* **Task material**:

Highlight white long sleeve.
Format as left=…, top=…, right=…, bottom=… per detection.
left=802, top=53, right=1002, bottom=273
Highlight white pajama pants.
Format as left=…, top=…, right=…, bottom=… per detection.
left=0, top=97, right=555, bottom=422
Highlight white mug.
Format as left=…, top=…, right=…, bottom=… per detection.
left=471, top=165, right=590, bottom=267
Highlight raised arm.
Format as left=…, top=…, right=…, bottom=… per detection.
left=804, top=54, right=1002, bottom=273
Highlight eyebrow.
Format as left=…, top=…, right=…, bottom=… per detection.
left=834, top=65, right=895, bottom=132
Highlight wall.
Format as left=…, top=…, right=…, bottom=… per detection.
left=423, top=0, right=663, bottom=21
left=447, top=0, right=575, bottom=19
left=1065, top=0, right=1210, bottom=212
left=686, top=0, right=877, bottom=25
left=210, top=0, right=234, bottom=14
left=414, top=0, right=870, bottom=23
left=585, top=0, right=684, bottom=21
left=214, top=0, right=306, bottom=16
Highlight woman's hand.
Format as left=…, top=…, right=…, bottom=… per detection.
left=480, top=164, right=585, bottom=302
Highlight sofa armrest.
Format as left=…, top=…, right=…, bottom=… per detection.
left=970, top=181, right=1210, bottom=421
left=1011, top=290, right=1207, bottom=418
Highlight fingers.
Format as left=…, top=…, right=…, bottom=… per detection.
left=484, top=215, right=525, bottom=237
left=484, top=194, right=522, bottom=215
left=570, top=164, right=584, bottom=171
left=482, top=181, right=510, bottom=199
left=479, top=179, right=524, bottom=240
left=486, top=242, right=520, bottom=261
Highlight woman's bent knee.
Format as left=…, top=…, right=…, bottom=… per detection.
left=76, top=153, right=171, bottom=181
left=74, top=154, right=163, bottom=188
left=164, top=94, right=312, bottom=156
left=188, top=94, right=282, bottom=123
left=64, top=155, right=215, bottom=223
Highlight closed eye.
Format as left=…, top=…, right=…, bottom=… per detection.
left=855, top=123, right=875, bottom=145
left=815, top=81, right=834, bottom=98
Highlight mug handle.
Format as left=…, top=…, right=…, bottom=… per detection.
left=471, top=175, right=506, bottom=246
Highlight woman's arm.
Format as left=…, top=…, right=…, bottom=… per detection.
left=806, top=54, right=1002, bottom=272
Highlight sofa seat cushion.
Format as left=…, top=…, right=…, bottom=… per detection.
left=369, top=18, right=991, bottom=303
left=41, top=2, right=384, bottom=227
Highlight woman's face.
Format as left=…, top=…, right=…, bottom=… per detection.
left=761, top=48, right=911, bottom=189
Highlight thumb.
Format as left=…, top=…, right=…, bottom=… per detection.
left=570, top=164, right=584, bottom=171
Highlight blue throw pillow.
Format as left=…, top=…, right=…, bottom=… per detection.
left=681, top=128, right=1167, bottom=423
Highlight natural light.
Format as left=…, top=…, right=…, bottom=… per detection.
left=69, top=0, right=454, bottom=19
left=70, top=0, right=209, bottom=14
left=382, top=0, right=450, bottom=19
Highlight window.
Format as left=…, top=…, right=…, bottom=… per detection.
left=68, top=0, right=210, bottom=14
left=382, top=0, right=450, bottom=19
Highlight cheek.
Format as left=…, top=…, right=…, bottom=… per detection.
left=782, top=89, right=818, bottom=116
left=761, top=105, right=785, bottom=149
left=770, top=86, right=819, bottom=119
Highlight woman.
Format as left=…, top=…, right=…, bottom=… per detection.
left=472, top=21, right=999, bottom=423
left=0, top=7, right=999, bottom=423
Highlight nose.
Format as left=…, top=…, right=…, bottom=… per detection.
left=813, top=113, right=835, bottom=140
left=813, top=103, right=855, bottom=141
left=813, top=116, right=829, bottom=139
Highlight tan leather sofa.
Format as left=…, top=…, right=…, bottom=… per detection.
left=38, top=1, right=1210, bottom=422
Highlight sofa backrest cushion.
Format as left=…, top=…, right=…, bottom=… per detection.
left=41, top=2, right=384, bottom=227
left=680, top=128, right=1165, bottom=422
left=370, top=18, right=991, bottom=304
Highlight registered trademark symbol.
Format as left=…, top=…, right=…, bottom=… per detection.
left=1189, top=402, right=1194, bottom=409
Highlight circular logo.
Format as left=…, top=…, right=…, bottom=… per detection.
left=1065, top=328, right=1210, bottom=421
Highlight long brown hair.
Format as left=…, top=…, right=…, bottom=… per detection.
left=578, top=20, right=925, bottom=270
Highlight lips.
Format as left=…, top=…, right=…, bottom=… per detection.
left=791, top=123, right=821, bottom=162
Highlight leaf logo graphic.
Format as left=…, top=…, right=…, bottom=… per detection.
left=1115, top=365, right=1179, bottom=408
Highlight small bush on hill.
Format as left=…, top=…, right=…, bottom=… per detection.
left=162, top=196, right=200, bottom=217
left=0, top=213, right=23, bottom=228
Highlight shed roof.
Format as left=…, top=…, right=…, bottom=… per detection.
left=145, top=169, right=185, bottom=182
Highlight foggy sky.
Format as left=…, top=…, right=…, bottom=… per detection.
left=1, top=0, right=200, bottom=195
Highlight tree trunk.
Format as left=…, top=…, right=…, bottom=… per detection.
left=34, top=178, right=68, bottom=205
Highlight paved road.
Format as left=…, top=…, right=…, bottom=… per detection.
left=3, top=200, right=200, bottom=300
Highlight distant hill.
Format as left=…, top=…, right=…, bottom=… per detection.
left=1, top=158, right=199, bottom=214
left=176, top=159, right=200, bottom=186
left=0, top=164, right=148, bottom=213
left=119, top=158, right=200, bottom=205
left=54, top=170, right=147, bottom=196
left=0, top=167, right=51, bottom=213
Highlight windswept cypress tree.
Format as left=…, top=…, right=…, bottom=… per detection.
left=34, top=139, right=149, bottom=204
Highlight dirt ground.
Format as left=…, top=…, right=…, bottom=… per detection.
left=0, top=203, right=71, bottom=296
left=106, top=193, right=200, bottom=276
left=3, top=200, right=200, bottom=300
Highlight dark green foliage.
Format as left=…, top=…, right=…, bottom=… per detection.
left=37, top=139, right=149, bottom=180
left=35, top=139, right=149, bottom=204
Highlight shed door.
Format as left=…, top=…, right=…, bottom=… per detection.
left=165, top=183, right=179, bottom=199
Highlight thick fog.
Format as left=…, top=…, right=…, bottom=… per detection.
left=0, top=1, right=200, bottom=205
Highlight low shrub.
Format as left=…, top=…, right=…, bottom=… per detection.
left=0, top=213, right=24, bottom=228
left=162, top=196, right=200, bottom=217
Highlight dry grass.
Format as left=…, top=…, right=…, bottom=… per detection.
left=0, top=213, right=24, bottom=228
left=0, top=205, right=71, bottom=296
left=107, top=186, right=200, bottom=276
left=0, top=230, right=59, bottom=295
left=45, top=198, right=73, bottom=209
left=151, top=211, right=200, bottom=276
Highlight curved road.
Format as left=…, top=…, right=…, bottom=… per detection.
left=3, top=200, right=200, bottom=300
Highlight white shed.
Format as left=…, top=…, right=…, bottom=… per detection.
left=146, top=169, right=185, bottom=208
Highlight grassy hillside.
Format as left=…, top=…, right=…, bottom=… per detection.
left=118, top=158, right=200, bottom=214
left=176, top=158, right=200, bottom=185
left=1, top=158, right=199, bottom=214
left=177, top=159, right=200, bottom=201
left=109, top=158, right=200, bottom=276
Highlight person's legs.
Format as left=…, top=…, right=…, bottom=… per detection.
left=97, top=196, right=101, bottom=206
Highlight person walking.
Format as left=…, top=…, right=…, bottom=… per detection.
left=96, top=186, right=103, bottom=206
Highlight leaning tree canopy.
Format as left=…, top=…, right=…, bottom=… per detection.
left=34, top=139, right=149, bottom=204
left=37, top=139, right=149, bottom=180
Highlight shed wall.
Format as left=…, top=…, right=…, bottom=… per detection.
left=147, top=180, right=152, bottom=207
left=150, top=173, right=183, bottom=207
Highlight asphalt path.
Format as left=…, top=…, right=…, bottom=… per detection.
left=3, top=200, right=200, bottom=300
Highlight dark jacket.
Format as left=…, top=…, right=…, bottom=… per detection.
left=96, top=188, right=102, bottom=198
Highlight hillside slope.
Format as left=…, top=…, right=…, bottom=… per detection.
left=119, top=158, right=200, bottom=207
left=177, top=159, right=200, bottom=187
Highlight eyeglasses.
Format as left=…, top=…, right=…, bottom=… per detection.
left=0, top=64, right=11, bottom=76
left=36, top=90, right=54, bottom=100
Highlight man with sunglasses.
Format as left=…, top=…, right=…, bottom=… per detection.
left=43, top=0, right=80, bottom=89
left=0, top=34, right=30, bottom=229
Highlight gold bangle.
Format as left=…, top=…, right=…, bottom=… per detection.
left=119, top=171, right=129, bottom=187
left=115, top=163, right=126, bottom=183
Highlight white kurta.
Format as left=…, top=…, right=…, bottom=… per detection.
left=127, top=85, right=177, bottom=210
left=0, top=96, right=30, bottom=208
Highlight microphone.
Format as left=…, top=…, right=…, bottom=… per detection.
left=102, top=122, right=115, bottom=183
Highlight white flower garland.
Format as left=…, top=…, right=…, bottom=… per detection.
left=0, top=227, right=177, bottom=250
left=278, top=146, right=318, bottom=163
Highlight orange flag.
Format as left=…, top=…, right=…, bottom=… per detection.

* **Assigned task**: Return all lines in the data that include the word "woman".

* **Final answer**:
Highlight woman's hand.
Highlight woman's bent knee.
Highlight woman's arm.
Highlight woman's face.
Highlight woman.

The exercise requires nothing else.